Referring expression data >>
------------------------------------------------------------------------

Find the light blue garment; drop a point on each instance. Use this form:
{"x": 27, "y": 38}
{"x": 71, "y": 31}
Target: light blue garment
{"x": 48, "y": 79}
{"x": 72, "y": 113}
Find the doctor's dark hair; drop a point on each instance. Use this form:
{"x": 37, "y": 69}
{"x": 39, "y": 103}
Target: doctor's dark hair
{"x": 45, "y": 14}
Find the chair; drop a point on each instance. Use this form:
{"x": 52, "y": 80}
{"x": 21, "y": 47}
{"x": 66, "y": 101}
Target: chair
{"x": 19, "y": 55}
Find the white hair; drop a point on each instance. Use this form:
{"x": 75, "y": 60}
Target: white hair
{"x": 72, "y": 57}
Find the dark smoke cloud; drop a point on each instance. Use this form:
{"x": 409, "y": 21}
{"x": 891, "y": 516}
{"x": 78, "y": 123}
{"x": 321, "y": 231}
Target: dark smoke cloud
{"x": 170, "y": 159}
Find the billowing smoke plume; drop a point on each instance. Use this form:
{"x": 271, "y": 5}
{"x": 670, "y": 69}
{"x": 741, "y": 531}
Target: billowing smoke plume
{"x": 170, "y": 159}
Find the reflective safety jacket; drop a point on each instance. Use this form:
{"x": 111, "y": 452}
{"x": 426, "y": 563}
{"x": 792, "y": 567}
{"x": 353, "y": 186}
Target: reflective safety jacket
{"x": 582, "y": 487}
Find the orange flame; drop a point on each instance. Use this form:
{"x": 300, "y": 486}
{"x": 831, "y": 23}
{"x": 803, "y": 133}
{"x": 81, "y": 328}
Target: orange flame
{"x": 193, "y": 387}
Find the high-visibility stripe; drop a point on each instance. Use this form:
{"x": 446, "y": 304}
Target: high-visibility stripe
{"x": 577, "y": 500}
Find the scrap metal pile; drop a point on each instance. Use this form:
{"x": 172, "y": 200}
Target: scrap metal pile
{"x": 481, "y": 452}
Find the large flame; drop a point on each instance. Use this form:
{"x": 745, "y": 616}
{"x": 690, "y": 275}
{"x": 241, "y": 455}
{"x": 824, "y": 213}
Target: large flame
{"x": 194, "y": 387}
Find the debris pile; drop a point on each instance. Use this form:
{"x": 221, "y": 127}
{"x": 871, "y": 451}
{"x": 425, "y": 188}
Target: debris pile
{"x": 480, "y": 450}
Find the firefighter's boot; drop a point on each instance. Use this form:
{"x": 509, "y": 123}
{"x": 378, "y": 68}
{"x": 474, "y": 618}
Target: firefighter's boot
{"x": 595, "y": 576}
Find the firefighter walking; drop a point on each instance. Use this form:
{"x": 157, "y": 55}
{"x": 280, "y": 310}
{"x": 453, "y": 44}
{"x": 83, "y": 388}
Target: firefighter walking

------------------------------------------------------------------------

The lines to return are those in the records above that hold the word "walking".

Find the firefighter walking; drop a point on each instance. Use this form:
Target: firefighter walking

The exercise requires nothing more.